### EXERCISE DESCRIPTION
Tally the lines of the records that contain the string "poster", then give the total and nothing more.
ENTRIES SUPPLIED below:
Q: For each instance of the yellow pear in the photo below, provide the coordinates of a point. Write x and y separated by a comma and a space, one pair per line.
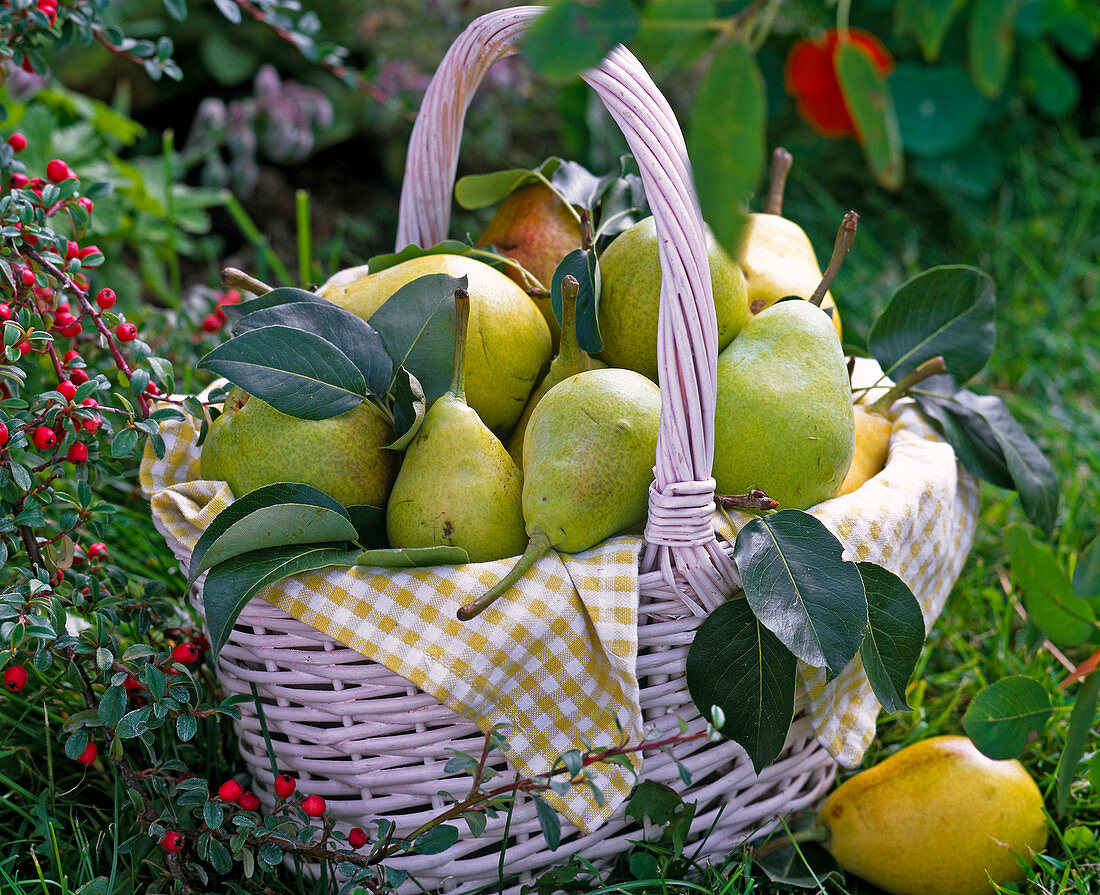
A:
630, 275
458, 486
936, 818
776, 254
536, 229
251, 444
509, 342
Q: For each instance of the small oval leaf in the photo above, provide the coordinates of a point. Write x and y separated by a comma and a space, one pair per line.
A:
1003, 716
297, 373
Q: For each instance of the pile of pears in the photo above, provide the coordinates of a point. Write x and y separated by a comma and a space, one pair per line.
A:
537, 445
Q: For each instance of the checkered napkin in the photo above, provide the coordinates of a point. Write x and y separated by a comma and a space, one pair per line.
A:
915, 518
554, 656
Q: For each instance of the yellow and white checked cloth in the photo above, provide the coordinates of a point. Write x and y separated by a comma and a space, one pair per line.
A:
556, 656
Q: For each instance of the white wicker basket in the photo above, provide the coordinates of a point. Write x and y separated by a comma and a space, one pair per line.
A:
372, 743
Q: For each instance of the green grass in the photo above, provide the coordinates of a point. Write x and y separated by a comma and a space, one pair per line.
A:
64, 828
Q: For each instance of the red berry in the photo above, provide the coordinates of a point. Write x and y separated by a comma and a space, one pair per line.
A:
56, 170
14, 678
44, 438
230, 791
185, 653
285, 785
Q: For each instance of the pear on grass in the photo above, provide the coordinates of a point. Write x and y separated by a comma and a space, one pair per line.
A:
509, 342
571, 360
587, 464
776, 254
935, 818
875, 424
251, 444
536, 229
458, 486
629, 293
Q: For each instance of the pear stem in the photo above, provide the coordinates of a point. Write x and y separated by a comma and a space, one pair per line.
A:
537, 547
238, 279
930, 367
461, 327
780, 167
815, 833
570, 355
845, 236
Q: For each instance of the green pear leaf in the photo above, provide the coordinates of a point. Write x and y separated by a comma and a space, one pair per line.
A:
277, 515
729, 110
1077, 737
738, 665
581, 263
927, 21
991, 444
945, 311
413, 556
349, 332
991, 41
1087, 575
284, 295
939, 110
417, 327
409, 408
894, 637
482, 190
801, 588
573, 35
1003, 716
1066, 619
297, 373
232, 583
867, 96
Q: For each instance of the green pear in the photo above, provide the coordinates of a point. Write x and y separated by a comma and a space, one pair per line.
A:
458, 486
251, 444
776, 254
783, 419
587, 465
936, 818
536, 229
509, 342
630, 287
571, 360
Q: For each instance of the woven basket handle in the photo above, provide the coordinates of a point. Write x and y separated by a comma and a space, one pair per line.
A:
679, 533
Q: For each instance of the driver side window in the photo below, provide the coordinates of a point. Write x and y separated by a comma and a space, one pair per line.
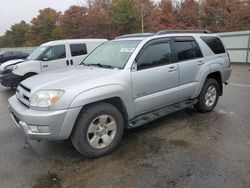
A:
56, 52
155, 55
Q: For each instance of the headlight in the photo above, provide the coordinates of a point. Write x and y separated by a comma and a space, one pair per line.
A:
45, 99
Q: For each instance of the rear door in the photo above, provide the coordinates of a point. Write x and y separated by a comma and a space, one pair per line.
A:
190, 60
156, 78
55, 58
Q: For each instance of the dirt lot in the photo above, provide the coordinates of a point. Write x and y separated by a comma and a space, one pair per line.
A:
184, 149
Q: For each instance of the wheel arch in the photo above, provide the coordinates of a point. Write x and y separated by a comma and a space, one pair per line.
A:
115, 101
217, 76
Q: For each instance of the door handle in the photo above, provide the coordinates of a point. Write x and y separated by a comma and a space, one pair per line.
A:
172, 69
200, 62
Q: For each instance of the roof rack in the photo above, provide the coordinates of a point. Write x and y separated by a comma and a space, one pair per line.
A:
135, 35
182, 31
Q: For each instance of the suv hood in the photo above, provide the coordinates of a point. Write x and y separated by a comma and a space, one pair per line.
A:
65, 78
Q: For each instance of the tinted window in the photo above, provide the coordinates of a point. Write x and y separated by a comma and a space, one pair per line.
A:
214, 44
197, 50
184, 50
78, 49
56, 52
155, 55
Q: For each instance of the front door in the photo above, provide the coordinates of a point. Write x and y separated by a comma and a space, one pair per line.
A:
156, 78
55, 58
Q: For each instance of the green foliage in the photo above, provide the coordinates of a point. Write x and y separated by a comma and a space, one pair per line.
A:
124, 16
16, 36
44, 27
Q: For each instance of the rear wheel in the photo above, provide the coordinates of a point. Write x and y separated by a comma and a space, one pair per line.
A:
209, 96
98, 131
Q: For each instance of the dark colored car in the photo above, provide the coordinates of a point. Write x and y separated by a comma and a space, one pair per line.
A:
9, 55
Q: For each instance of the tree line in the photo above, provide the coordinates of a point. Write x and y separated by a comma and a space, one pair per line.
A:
110, 18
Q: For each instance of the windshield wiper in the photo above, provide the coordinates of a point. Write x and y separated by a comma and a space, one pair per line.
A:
99, 65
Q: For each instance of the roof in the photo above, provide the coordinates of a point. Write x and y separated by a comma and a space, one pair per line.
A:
66, 41
167, 35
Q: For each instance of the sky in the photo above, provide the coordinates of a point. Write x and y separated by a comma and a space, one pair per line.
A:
13, 11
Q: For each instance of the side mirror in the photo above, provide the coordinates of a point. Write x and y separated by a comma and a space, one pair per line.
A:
45, 57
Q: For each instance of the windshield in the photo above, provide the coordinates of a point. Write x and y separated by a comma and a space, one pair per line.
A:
113, 54
37, 52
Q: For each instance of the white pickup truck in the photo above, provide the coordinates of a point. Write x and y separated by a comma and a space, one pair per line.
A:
49, 56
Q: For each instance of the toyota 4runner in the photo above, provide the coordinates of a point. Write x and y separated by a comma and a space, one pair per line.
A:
124, 83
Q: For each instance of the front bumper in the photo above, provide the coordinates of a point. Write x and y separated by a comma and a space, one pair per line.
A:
10, 80
43, 125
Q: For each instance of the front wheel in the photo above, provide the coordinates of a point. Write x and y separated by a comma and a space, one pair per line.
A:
209, 96
98, 131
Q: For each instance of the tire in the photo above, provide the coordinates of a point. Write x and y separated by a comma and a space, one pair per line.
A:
208, 97
98, 130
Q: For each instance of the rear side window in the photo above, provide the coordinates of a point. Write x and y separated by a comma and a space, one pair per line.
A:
56, 52
214, 43
184, 50
197, 50
78, 49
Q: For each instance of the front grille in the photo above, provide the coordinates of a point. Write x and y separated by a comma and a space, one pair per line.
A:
23, 95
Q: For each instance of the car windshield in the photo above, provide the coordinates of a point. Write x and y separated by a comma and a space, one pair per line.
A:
37, 52
112, 54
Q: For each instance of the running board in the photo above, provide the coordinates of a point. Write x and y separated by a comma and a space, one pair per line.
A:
151, 116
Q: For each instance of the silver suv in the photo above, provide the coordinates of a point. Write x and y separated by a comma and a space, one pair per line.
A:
124, 83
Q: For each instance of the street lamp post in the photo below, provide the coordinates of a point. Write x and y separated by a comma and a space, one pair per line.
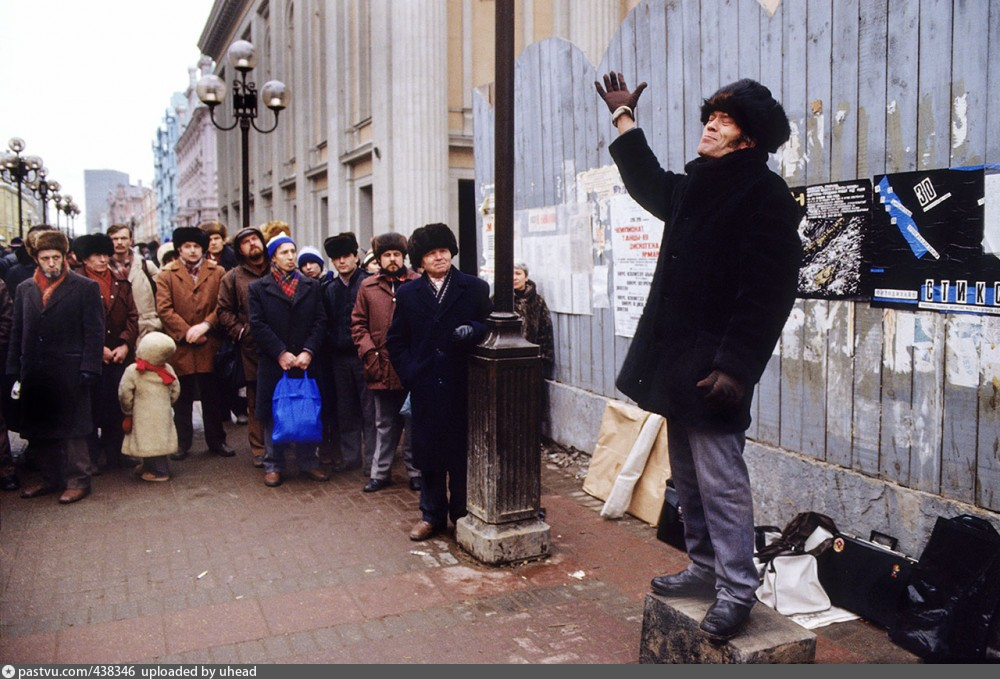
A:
17, 169
211, 90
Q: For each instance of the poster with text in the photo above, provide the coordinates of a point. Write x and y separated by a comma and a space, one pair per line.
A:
930, 228
835, 228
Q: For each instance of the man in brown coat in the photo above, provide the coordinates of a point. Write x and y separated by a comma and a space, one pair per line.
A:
121, 332
234, 315
187, 295
369, 324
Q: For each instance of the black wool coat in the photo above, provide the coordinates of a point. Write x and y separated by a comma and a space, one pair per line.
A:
725, 280
50, 347
434, 367
279, 323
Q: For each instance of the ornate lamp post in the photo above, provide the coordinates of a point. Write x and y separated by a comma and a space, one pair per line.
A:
211, 90
19, 170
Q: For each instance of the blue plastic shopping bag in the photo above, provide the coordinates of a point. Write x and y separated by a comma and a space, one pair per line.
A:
296, 407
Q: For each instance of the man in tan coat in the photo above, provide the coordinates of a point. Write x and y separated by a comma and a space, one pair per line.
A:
187, 295
369, 325
234, 315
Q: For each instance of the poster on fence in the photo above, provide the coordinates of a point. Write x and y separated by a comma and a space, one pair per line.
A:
835, 230
931, 242
635, 246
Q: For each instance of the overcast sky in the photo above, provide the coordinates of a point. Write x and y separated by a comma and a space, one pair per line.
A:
86, 83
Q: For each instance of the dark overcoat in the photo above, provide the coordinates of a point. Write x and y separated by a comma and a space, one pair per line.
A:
433, 366
50, 347
280, 323
725, 280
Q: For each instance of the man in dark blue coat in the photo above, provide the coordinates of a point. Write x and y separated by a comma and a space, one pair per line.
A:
56, 355
287, 321
439, 318
724, 284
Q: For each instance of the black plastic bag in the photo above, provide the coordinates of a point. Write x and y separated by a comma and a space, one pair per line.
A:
954, 592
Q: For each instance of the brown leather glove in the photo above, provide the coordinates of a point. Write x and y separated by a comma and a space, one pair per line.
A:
722, 390
615, 92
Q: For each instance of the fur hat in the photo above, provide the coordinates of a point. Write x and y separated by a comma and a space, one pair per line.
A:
163, 251
212, 228
277, 242
47, 239
156, 348
310, 254
92, 244
244, 233
189, 234
273, 228
754, 109
345, 243
388, 241
431, 237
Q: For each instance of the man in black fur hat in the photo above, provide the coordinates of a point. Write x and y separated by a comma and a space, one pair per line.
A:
352, 401
439, 318
724, 284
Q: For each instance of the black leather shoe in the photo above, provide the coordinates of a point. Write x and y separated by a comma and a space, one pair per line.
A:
376, 485
684, 583
724, 620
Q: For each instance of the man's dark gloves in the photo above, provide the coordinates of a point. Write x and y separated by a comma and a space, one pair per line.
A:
461, 334
722, 390
615, 92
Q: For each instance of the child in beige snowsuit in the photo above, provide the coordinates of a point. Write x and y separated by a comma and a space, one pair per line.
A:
147, 392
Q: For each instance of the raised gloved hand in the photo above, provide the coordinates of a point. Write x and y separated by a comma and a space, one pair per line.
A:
462, 334
615, 92
721, 389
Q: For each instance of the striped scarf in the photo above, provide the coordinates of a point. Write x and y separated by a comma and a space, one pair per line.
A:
288, 282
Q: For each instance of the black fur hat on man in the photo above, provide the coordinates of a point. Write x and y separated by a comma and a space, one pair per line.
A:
47, 239
388, 241
431, 237
189, 234
345, 243
93, 244
754, 109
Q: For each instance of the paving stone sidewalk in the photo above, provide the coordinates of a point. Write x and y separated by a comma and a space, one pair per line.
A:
214, 567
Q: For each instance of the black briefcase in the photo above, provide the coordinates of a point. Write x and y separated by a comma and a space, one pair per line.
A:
670, 527
867, 577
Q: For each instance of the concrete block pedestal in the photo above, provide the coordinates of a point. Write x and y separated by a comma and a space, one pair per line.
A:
671, 634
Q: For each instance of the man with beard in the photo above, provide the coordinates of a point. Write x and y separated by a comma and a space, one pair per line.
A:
369, 326
353, 402
121, 331
187, 296
234, 315
140, 273
56, 350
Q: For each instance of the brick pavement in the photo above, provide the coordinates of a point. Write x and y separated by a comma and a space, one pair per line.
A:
214, 567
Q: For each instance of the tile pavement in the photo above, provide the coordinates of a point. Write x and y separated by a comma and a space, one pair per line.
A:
214, 567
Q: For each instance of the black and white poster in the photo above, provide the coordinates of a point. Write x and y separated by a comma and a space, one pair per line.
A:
930, 242
835, 229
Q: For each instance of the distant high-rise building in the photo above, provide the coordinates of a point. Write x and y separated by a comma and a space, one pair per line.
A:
98, 186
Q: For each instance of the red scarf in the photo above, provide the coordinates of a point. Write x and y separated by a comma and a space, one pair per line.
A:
161, 370
288, 282
105, 281
46, 286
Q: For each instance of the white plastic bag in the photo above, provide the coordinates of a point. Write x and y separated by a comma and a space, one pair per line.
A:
791, 585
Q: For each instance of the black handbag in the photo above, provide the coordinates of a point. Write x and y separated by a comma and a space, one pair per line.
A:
867, 577
952, 599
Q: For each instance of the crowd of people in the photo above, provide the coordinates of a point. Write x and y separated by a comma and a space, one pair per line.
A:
108, 346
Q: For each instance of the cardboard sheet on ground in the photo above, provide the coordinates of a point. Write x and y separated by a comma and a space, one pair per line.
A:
620, 429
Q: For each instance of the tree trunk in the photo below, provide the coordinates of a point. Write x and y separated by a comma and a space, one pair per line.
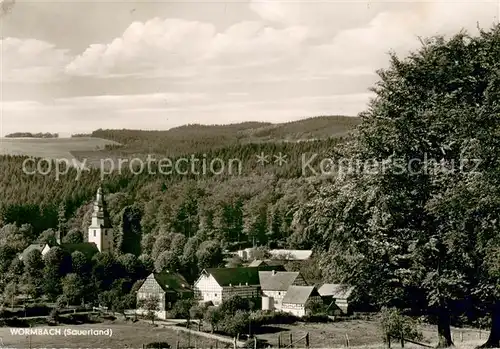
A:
494, 337
444, 329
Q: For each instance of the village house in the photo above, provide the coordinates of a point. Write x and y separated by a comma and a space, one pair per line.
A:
168, 287
298, 298
43, 248
336, 297
217, 284
274, 286
279, 254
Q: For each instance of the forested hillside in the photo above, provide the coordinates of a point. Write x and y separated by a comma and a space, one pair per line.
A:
177, 221
202, 138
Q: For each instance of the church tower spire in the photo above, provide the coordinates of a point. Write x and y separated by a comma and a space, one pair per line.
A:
100, 230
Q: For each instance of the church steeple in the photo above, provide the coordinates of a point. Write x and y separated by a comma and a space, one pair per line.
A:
100, 230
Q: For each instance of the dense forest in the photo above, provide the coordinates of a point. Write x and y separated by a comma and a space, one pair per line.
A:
414, 225
32, 135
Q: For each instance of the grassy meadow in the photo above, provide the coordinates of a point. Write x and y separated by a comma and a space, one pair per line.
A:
51, 148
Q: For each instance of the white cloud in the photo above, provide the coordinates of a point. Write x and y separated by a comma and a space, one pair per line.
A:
31, 60
155, 100
162, 47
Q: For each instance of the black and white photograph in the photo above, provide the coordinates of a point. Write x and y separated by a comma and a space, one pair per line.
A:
249, 174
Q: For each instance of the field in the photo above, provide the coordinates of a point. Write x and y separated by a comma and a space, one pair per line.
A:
123, 336
50, 148
361, 334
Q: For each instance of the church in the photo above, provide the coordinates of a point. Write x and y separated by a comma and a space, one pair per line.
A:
99, 237
100, 231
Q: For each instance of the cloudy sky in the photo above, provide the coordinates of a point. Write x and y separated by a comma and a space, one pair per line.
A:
75, 66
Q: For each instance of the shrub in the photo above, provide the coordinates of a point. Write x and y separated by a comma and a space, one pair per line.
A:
214, 317
54, 316
265, 317
158, 345
231, 305
236, 324
316, 318
395, 324
37, 309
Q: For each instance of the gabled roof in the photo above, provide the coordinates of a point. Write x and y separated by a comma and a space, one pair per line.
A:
278, 281
338, 291
169, 281
33, 247
89, 249
257, 263
299, 294
237, 276
292, 254
261, 263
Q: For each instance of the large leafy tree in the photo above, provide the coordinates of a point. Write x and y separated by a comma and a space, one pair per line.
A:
401, 225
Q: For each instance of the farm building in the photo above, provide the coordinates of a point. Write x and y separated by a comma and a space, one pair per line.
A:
336, 296
168, 287
297, 299
274, 285
217, 284
291, 255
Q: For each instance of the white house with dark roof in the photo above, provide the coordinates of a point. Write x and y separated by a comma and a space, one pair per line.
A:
297, 298
168, 287
337, 295
274, 285
217, 284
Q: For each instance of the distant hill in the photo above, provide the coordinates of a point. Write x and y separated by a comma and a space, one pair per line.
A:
179, 141
52, 148
198, 138
32, 135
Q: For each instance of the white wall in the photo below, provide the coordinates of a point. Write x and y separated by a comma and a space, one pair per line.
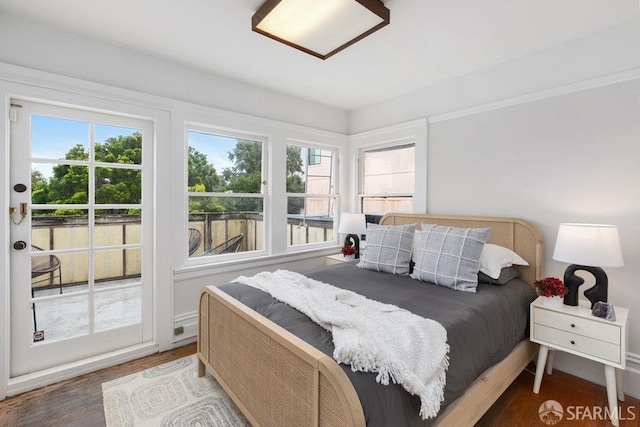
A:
44, 48
612, 50
569, 158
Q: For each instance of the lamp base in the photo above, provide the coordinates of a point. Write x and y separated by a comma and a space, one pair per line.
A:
353, 239
594, 294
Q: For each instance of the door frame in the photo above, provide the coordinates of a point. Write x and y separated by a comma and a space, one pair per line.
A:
49, 88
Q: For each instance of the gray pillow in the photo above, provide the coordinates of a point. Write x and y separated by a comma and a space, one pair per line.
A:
449, 256
506, 274
388, 248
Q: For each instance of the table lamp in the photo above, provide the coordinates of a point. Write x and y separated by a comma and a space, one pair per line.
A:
354, 225
587, 247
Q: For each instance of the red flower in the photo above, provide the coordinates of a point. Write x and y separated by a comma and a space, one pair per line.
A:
348, 250
550, 286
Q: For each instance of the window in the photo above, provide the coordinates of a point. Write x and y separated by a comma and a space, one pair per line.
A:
387, 179
225, 198
315, 156
310, 195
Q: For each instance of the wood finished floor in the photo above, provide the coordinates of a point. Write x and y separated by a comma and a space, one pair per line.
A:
78, 402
End of ENTRIES SUPPLIED.
### ANSWER SPACE
3